In the 90s, the market called for artistes to be better looking and packaging set in... but music was still alot at the forefront of it all. At least from my memory, there wasn't really any very striking artiste who only looked good but couldn't sing.

How quickly time and trends change as we reached the 21st century. From what I see, packaging and marketing seems to have overtaken the importance of music. And I definitely frown to hear songs blast over the radio or in stores, sung by artistes who have stunning appearances but can't hold their note well. Examples of these are everywhere... I will not list them out here but I'm sure all of you have quite a number of them in your minds.

Lets now take the perspective of the Record company... you took a risk by signing on an artiste, putting in tens of thousands into recording a good album, marketing and promoting him/her then you've not only gotta feed yourself, but you've got to feed your company. The greatest responsibility now lies in the artiste to be able to sell well of course.

And the best direct solution that the present market calls for, is definitely packaging.
Unfortunately, music does have to take a back seat for now at the way the industry is going.

I believe, this is the case for Mayday as well.
If a large group of people are depending on your albums to sell well, you would have the pressure to do as you are told too. What's more, they (mayday) are such good hearted people who treasure friendships and know not to bite the hand that feeds them.

As I told SH, I will never look down on them for appearing 'boy-bandish' but I will look down on them if they ever lose their true natures - the humble people that they are, and all they want to do, is to touch the world with their music.

This is something that I know, I want to learn from them.
And so long as they never lose sight of the fact that music is meant to touch people, I will always respect them with my whole heart.

Even if 20% of the fans out there are more concerned about their appearance, I'm sure they are consoled that there's still 80% who look below the surface and feel the true essence of their music.. and be truly touched and inspired by their music.

Just as I have been inspired myself :)

Tuesday, June 21, 2005

Enough of guessing...

I wanted to blog about my KL trip, about the amusing events that happened over the 3 short days that felt more like one entire week went by instead. I wanted to talk about the concert, the politics of the country, the food there.... but right now, I'm totally at a loss.

I was just thinking, how wonderful it is that the mafia has finally gone overseas together once again after going through that messy time. And I was so glad that there has been laughter once again together as a group. But right now, I am taken aback...

What was it? Can you please tell me?
He doesn't have any idea either. Yes, he is just as confused.. which makes me equally confused.

» Dataset rows:

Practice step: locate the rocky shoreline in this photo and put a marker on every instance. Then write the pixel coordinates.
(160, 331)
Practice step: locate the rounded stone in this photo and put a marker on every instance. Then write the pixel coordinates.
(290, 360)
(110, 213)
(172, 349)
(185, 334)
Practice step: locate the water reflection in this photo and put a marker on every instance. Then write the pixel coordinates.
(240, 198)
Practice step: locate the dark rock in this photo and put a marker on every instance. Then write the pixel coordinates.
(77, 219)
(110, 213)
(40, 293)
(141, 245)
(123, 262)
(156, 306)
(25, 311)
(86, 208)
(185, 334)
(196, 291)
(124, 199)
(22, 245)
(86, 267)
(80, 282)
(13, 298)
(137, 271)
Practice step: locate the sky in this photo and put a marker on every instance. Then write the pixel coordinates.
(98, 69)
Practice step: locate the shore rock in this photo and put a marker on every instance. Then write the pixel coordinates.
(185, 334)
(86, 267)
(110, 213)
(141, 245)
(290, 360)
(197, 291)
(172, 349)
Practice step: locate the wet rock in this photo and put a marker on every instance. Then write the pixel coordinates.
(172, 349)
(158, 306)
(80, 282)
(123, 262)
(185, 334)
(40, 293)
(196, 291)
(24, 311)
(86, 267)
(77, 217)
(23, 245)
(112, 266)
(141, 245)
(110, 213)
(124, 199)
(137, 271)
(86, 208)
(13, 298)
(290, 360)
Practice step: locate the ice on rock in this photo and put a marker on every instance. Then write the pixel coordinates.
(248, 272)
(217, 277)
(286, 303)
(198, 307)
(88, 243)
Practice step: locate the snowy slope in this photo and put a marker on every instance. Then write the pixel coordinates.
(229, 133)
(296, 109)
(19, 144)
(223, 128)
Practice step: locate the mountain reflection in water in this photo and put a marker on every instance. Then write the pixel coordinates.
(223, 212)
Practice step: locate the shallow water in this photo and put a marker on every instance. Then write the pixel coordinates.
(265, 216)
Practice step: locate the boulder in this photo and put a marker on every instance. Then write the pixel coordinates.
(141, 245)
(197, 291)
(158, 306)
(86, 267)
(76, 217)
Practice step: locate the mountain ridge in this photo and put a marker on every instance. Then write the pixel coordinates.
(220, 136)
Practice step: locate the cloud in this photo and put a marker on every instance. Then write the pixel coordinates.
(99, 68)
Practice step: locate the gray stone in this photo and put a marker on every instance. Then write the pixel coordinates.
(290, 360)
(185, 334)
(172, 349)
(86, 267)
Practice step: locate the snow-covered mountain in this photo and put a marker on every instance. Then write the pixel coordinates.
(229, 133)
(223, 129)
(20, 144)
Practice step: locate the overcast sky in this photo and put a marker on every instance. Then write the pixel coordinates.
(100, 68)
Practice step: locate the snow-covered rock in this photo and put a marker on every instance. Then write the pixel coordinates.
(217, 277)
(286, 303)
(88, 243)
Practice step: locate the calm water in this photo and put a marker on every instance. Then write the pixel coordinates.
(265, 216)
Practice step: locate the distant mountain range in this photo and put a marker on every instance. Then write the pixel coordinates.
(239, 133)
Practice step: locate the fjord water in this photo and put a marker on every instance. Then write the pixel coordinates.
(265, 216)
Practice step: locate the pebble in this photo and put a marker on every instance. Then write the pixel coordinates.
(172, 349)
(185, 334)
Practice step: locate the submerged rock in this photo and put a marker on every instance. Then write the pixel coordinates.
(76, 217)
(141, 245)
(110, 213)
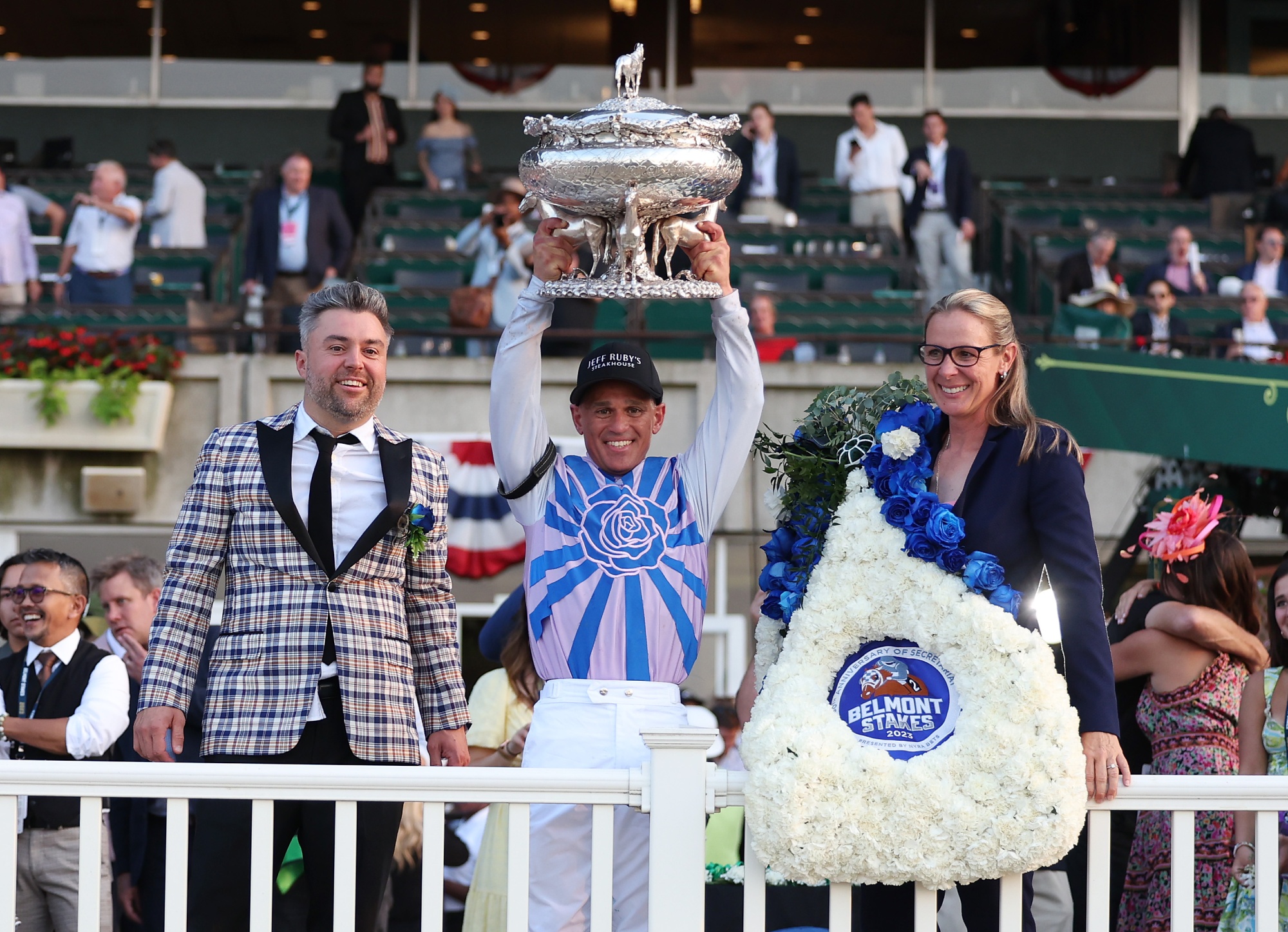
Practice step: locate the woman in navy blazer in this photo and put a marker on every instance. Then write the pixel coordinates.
(1018, 484)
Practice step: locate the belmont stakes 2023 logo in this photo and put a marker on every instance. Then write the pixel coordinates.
(897, 697)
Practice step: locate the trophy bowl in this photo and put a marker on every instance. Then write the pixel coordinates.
(633, 176)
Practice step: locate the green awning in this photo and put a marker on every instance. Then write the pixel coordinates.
(1228, 412)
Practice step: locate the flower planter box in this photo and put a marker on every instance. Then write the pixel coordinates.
(23, 428)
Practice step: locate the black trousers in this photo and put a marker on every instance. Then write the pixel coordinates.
(889, 909)
(220, 885)
(360, 180)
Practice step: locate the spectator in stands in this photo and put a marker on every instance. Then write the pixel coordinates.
(870, 158)
(20, 272)
(1220, 165)
(940, 211)
(770, 347)
(1153, 327)
(38, 205)
(1094, 268)
(298, 238)
(65, 701)
(499, 242)
(1186, 274)
(131, 589)
(1269, 271)
(445, 147)
(99, 251)
(178, 204)
(771, 183)
(368, 125)
(1255, 334)
(11, 622)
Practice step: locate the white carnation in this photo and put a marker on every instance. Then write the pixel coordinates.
(900, 443)
(820, 804)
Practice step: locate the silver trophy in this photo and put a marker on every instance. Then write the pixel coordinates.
(633, 176)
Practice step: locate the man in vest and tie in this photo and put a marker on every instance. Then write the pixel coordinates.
(65, 699)
(339, 626)
(616, 563)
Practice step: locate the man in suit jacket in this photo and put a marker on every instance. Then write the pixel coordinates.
(1269, 269)
(1153, 327)
(940, 211)
(298, 238)
(1175, 267)
(129, 589)
(1090, 269)
(771, 183)
(1254, 332)
(368, 125)
(339, 623)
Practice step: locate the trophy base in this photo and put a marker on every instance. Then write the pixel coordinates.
(687, 289)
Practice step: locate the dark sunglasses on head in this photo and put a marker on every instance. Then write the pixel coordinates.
(964, 357)
(38, 594)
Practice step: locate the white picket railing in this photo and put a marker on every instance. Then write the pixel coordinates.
(678, 788)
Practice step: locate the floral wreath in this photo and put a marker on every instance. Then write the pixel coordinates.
(861, 556)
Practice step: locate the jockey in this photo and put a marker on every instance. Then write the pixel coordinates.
(616, 563)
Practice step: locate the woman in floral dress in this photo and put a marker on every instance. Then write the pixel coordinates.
(1191, 712)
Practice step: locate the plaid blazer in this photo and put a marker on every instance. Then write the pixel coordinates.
(393, 618)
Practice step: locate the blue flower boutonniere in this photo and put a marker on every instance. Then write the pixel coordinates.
(417, 523)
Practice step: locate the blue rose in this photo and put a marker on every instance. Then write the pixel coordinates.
(922, 546)
(983, 572)
(952, 559)
(1004, 596)
(923, 506)
(624, 533)
(918, 416)
(898, 511)
(946, 528)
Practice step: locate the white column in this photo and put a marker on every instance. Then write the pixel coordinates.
(673, 28)
(1188, 75)
(413, 49)
(155, 55)
(929, 67)
(678, 815)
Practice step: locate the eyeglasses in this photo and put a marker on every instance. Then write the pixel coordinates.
(38, 594)
(964, 357)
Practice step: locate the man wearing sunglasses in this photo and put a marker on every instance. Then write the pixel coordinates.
(65, 699)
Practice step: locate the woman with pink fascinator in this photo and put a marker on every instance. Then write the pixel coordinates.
(1189, 701)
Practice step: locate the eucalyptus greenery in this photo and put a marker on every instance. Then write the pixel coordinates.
(810, 468)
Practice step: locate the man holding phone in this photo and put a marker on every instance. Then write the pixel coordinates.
(500, 245)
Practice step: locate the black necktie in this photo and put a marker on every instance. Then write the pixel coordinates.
(320, 514)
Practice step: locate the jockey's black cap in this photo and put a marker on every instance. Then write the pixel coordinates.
(618, 362)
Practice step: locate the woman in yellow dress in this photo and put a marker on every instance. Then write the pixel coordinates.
(500, 714)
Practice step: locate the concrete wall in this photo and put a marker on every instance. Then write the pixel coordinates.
(999, 148)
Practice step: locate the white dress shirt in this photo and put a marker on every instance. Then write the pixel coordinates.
(1267, 274)
(938, 157)
(177, 209)
(764, 167)
(105, 242)
(105, 707)
(878, 165)
(357, 496)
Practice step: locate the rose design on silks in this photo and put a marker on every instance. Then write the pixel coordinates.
(621, 532)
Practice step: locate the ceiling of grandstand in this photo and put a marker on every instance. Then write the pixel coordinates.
(810, 33)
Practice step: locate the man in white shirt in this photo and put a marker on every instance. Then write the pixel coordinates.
(870, 158)
(65, 699)
(1269, 271)
(178, 204)
(1255, 334)
(20, 273)
(99, 251)
(940, 211)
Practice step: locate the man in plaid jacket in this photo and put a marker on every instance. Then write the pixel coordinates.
(339, 625)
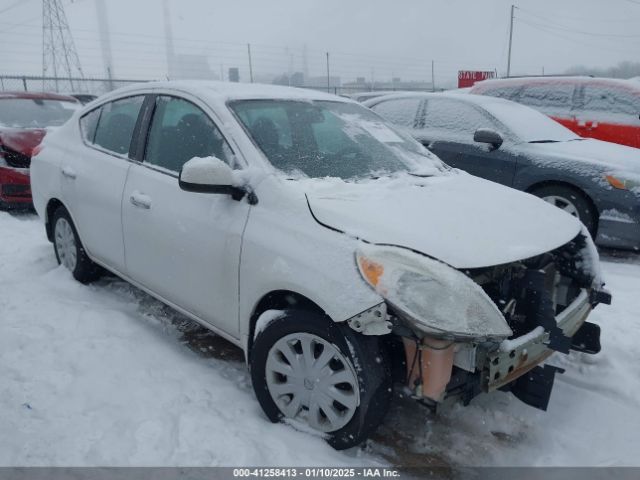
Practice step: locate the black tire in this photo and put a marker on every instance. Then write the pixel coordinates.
(373, 373)
(587, 214)
(85, 270)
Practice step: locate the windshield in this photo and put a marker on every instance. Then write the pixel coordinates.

» Set problem 1:
List the topics named in the blog post's sentence that begins "I wanted to talk about".
» Set problem 2:
Reproduce the part of the blog post that opens with the words "As I told SH, I" and closes with "my whole heart.".

» Correct response 1:
- the concert
- the politics of the country
- the food there

» Correct response 2:
As I told SH, I will never look down on them for appearing 'boy-bandish' but I will look down on them if they ever lose their true natures - the humble people that they are, and all they want to do, is to touch the world with their music.

This is something that I know, I want to learn from them.
And so long as they never lose sight of the fact that music is meant to touch people, I will always respect them with my whole heart.